Make the copy match the entries below exactly, with no pictures carried over.

**DATA TO USE**
>>>

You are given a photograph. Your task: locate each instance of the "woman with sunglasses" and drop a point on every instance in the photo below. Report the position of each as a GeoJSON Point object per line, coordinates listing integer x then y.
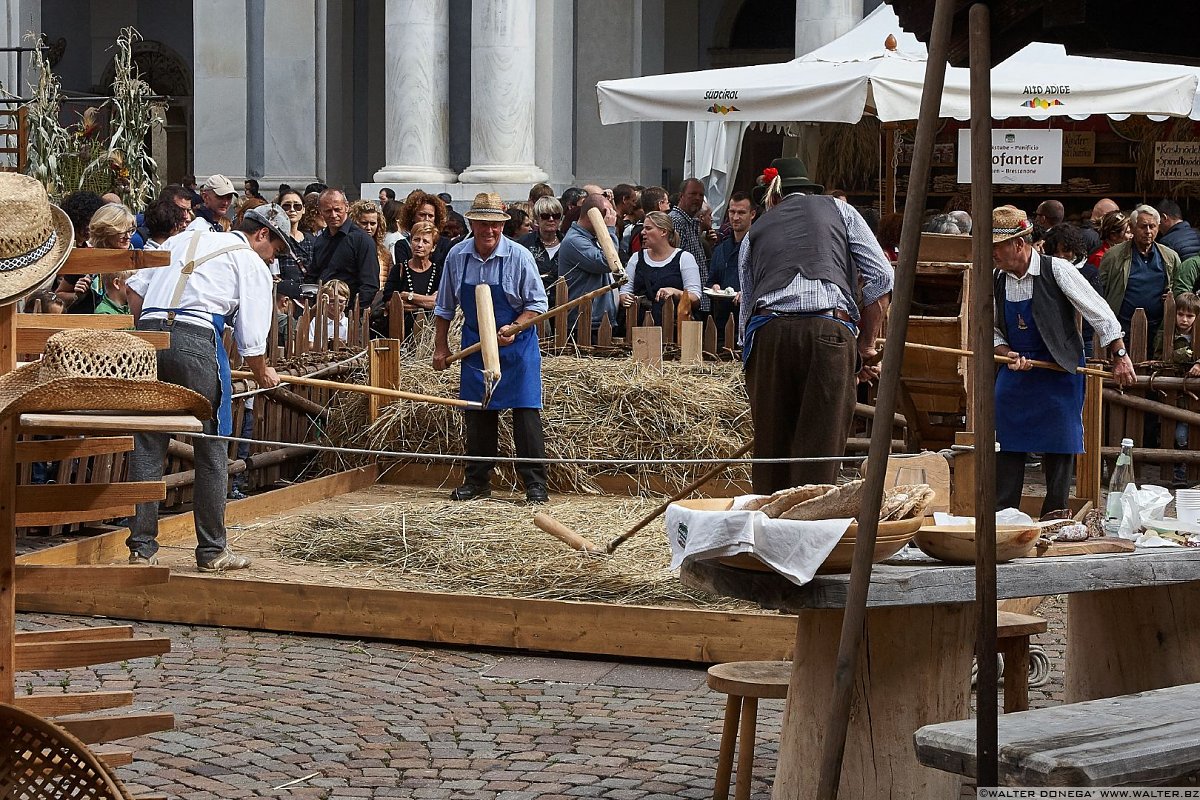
{"type": "Point", "coordinates": [294, 263]}
{"type": "Point", "coordinates": [544, 240]}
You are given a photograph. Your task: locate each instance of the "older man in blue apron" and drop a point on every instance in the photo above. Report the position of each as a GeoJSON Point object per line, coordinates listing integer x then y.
{"type": "Point", "coordinates": [215, 280]}
{"type": "Point", "coordinates": [510, 272]}
{"type": "Point", "coordinates": [1039, 409]}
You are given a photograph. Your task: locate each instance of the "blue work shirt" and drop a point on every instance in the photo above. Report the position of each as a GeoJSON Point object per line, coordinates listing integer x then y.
{"type": "Point", "coordinates": [520, 282]}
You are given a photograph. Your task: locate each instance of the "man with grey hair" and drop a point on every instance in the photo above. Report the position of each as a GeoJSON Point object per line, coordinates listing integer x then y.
{"type": "Point", "coordinates": [1174, 232]}
{"type": "Point", "coordinates": [343, 251]}
{"type": "Point", "coordinates": [1139, 272]}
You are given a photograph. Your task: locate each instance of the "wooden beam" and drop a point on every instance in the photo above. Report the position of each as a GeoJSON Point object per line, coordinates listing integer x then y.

<<<

**EXPECTED ANSWER**
You are given a photograph. Your task: locate each instance of the "woman with sunglasses" and drop a point on every instance in the photo below. Report the position of each as a GeoJSON Point object per line, coordinates listing integer x then y.
{"type": "Point", "coordinates": [294, 263]}
{"type": "Point", "coordinates": [544, 240]}
You are given a photograph. Your task: locate each instance of the "older man in blue apron" and drop a point on every instance in the photo above. Report the position of each as a GeoJSON Point object per line, coordinates listing integer x then y.
{"type": "Point", "coordinates": [215, 280]}
{"type": "Point", "coordinates": [510, 272]}
{"type": "Point", "coordinates": [1039, 409]}
You are given a photograph. Your task: locate each instance of the "blue work shirt" and drop a point on every instance in the photo above. Report the position of each as a GeoJSON Point object per line, coordinates listing integer x then y.
{"type": "Point", "coordinates": [520, 282]}
You are given a photograph. Your task: locate each instance of the "man with grey hair" and drop a point on every instance in the photo above. Report the position of each as a GeoJSON Point object per line, coordinates listing integer x then y.
{"type": "Point", "coordinates": [1174, 232]}
{"type": "Point", "coordinates": [343, 251]}
{"type": "Point", "coordinates": [1139, 272]}
You are given a photograph. Your task: locate each instance of the "wooden beam" and drop a point on every instance in the photo above. Report the position of each as a GeoJSON Point object per line, coordinates listing integer x then y.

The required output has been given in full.